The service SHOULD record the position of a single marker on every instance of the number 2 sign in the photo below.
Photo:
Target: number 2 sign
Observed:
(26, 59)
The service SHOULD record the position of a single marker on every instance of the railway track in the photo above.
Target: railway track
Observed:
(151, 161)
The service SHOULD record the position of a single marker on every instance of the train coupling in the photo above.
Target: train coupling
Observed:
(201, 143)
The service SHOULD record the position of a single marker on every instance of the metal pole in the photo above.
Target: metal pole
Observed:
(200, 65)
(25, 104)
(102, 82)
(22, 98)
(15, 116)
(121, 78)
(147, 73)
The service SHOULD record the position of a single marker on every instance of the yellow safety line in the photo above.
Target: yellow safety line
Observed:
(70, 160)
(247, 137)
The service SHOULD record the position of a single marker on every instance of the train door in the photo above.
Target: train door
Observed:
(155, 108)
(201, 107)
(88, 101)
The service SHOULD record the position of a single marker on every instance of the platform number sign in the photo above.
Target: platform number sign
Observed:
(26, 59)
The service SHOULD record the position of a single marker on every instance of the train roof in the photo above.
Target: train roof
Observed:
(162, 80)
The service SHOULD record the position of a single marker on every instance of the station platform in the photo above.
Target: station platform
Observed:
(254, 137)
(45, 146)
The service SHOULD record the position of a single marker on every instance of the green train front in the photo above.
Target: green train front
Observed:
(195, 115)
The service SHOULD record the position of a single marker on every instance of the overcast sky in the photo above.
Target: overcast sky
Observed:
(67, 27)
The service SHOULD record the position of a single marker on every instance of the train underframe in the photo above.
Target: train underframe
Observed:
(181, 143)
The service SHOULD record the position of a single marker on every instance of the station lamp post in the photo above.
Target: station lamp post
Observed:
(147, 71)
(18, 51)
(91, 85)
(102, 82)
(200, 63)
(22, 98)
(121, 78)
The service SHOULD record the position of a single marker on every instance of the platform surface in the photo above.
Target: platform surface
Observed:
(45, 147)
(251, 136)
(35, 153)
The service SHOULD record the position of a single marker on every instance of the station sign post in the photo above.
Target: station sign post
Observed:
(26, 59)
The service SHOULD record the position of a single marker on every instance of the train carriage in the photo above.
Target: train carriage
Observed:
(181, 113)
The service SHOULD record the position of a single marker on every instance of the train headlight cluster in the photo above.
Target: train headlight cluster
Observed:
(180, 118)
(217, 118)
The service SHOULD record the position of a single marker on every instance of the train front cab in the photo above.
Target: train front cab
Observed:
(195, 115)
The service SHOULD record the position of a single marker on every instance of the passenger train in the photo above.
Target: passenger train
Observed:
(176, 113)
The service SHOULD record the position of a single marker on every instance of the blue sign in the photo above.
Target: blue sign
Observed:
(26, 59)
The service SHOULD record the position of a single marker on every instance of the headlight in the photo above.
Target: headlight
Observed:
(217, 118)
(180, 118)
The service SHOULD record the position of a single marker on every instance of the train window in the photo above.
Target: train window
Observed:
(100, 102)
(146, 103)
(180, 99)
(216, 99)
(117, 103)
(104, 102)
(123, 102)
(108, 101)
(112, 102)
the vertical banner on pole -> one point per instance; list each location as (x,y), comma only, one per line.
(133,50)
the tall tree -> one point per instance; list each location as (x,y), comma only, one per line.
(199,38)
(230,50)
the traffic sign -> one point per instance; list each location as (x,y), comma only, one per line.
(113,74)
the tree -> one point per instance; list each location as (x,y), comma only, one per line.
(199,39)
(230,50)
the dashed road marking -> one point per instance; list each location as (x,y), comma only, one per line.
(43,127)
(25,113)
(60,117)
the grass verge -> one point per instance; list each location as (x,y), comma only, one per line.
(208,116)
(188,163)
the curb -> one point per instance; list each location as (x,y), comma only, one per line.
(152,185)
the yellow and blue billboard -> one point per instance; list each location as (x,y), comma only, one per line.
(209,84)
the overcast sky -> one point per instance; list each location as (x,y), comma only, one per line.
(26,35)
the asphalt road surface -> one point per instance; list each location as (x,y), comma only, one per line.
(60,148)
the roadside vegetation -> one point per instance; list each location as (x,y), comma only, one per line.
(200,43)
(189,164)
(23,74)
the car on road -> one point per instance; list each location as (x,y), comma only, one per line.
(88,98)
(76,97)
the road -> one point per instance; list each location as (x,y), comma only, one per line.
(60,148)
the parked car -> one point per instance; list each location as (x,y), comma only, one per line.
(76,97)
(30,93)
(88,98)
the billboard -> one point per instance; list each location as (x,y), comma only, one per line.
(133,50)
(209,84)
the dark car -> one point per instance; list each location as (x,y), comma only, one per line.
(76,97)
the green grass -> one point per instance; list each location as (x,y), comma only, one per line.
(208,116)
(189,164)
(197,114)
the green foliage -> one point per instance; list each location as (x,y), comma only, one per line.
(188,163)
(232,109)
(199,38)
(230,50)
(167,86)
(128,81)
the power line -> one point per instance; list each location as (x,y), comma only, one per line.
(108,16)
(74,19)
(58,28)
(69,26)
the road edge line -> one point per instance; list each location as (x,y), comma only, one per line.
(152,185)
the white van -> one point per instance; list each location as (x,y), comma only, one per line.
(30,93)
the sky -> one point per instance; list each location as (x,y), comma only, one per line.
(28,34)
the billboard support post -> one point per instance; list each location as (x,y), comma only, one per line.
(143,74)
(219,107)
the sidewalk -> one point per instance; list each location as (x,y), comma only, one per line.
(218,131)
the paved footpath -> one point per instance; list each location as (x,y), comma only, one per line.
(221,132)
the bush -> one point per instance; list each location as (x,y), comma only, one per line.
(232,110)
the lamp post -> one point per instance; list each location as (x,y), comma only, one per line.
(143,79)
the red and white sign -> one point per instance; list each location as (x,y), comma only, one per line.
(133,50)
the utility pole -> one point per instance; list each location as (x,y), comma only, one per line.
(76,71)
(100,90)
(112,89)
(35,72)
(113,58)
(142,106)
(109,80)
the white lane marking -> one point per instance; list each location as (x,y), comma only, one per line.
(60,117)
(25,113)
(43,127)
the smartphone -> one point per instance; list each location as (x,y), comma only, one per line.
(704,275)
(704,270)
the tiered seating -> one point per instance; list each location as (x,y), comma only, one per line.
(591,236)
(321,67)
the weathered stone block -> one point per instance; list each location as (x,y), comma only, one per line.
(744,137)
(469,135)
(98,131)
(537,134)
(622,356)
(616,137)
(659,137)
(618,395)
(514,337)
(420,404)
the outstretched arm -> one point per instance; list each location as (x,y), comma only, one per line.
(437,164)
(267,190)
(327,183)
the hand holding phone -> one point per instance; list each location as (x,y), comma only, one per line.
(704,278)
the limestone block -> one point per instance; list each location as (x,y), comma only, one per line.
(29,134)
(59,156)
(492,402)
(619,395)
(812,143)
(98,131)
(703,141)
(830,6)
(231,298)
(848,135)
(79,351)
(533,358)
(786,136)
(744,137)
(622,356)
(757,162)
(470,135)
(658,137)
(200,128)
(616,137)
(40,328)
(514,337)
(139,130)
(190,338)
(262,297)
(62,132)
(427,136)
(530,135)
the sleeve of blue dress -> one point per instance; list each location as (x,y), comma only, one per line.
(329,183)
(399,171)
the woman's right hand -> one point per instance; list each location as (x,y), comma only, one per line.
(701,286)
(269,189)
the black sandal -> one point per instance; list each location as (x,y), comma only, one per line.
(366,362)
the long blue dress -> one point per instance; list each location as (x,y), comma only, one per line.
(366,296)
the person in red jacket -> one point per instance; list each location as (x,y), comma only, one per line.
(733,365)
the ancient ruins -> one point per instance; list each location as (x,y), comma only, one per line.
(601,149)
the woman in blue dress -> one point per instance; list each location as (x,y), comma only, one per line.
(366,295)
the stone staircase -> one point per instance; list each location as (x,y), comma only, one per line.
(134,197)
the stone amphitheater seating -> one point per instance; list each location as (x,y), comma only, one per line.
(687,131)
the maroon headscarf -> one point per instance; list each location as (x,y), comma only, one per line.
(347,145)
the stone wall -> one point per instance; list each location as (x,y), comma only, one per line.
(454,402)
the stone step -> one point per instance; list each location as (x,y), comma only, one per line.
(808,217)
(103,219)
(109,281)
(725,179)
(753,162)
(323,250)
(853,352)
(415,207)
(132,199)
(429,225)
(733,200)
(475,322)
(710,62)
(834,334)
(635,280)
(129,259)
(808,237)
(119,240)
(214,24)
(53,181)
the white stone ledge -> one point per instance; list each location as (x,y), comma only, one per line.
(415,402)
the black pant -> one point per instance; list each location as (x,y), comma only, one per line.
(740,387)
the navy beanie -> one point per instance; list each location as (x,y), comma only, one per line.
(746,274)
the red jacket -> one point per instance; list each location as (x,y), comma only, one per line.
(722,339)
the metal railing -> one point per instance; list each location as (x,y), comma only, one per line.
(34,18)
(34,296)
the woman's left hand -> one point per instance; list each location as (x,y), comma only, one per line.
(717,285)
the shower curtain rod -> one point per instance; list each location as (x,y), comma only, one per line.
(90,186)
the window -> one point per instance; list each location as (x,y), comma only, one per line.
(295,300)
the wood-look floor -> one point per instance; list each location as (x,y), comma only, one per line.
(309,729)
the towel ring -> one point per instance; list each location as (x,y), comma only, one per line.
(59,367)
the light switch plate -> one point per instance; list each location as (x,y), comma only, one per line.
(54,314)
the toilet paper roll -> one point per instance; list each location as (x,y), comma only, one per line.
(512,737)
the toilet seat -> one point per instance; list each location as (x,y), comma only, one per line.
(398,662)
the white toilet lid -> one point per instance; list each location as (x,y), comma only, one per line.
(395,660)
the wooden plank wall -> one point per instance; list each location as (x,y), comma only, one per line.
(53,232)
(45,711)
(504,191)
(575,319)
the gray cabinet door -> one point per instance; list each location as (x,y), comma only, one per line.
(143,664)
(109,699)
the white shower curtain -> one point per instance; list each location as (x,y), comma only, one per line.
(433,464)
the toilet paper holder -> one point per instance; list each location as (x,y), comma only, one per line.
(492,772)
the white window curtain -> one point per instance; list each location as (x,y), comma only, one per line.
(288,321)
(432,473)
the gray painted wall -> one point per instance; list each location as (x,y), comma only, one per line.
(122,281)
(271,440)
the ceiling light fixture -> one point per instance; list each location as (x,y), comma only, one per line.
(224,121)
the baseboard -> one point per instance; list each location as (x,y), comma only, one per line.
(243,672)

→ Your task:
Exactly as they stand in the records above, print the lines from the one containing "the white window" through the final line, inclusive.

→ Task output:
the white window curtain -> one point per instance; list each location as (x,y), comma only, one per line.
(288,321)
(432,473)
the gray painted wall -> one point per instance; list each location as (x,y), comma only, one per line.
(122,281)
(271,440)
the ceiling light fixture -> one point per instance; list each location as (x,y), comma only, one per line.
(224,121)
the baseboard -> one point per instance; list each location as (x,y), comma only, one per line.
(243,672)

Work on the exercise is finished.